Lines before the one containing "Would you mind pinning the white plastic" are excluded. Repeat that line and every line after it, exactly.

+ + + +

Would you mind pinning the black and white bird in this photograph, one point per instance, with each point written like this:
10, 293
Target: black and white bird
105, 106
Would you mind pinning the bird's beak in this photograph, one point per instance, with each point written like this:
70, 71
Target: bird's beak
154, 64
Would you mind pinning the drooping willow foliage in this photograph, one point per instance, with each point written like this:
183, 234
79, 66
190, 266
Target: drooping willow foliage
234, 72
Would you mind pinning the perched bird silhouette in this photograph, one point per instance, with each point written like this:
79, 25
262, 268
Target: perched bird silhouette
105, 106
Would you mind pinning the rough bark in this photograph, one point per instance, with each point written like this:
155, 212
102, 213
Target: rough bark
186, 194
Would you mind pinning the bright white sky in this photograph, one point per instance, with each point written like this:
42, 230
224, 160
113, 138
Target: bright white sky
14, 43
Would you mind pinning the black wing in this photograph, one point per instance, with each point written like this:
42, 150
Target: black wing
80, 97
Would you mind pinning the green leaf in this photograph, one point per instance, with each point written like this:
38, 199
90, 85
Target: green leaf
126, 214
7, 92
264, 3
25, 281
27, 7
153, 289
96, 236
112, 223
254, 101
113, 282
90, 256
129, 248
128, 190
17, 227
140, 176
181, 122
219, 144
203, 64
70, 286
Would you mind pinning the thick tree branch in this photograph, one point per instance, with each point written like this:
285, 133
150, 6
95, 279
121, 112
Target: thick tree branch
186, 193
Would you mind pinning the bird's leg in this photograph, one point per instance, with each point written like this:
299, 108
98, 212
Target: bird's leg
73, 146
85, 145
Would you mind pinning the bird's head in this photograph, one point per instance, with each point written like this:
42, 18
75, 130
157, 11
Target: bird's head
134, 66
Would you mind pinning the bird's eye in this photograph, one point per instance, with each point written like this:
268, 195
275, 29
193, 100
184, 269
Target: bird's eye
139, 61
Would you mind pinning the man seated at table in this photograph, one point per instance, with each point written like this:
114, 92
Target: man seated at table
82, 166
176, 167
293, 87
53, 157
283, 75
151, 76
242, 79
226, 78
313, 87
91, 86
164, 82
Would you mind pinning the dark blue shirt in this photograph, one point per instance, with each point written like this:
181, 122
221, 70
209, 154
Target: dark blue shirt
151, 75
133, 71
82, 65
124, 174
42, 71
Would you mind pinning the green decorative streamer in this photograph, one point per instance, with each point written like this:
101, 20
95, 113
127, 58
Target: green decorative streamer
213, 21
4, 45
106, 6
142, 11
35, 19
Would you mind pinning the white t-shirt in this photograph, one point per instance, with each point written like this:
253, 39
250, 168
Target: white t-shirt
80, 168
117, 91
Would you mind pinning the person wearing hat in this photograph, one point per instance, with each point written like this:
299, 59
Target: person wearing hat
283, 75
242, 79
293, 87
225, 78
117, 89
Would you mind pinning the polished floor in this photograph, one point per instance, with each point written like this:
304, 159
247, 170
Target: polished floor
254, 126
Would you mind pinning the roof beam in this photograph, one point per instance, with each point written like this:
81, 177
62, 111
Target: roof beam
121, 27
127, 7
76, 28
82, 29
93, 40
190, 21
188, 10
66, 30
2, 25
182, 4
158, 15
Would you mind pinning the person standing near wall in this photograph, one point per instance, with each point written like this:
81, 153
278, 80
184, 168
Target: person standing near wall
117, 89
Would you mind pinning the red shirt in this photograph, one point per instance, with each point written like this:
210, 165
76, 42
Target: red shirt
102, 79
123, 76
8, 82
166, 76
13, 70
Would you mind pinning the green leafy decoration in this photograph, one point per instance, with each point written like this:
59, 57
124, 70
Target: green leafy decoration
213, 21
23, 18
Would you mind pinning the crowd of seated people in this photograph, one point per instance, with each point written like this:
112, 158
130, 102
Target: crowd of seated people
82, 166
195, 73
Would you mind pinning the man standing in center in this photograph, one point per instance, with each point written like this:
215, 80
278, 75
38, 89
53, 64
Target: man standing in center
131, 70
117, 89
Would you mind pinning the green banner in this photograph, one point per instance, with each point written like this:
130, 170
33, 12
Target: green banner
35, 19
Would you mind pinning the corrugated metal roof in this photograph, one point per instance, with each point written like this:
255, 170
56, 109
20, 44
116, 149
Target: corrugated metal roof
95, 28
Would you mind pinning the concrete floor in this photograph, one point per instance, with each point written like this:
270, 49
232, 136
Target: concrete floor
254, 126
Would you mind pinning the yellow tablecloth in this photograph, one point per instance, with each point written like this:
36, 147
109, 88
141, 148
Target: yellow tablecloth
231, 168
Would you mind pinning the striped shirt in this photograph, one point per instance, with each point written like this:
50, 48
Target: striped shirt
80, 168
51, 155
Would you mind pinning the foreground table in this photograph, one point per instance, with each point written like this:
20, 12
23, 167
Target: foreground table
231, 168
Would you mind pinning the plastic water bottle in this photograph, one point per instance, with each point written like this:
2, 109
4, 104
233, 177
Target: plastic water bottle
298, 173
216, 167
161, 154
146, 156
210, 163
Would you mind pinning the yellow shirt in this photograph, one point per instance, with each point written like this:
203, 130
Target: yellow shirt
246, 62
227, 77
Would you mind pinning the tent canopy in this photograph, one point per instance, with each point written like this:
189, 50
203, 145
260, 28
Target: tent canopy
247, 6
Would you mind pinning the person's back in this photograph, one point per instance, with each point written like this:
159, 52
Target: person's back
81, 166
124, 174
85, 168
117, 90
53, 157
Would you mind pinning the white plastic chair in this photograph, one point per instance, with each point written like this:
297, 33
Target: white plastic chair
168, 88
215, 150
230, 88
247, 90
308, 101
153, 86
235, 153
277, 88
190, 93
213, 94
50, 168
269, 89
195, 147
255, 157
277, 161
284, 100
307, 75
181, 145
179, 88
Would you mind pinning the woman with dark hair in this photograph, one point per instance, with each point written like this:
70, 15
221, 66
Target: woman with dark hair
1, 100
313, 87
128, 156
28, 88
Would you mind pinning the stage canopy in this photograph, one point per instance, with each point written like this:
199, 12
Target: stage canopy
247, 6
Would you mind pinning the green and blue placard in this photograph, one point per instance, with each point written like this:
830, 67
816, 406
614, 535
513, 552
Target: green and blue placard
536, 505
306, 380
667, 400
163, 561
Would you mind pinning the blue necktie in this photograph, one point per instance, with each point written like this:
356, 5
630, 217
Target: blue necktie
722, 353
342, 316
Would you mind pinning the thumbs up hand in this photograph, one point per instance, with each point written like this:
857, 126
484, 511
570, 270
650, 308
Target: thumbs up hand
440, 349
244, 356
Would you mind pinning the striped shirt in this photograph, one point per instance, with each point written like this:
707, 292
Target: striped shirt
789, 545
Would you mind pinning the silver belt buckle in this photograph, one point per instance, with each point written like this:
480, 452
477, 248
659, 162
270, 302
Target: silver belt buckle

+ + + +

* **Exercise solution**:
Would you mind pinning the white plastic chair in this photograph, one point per instance, with each point written like this:
297, 33
Target: white plastic chair
168, 88
215, 150
230, 88
247, 90
308, 101
153, 86
235, 153
277, 88
190, 93
213, 94
50, 168
269, 89
195, 147
255, 157
277, 161
284, 100
307, 75
181, 145
179, 88
Would you mind pinning the woman with dark hair in this photograph, one point per instance, with each point written like this:
70, 15
221, 66
Target: woman with dark hair
1, 100
313, 87
128, 156
28, 88
Would you mind pinning the stage canopy in this photograph, one point per instance, with each point written like this:
199, 12
Target: stage canopy
247, 6
Would you mind pinning the green and blue placard in this photograph, one point per instance, with each point written like this:
830, 67
816, 406
614, 535
513, 552
Target: green and blue placard
536, 505
306, 380
667, 400
163, 561
Would you mind pinning the blue necktie in this photograph, one point per instance, with each point written like this:
356, 5
630, 217
Target: blue necktie
722, 353
342, 316
Would you mind pinning the thumbs up hand in this photograph, one point per instance, with each point written like this:
857, 126
484, 511
570, 270
650, 308
Target: thumbs up hand
440, 349
244, 356
Would you mind pinning the striped shirt in this photograph, one point per instance, with each point written like this:
707, 292
Target: striped shirt
789, 545
Would you mind pinning the silver belt buckle in this photograph, one point per instance, with each point written like this:
480, 452
477, 248
659, 162
270, 302
Target: silver belt buckle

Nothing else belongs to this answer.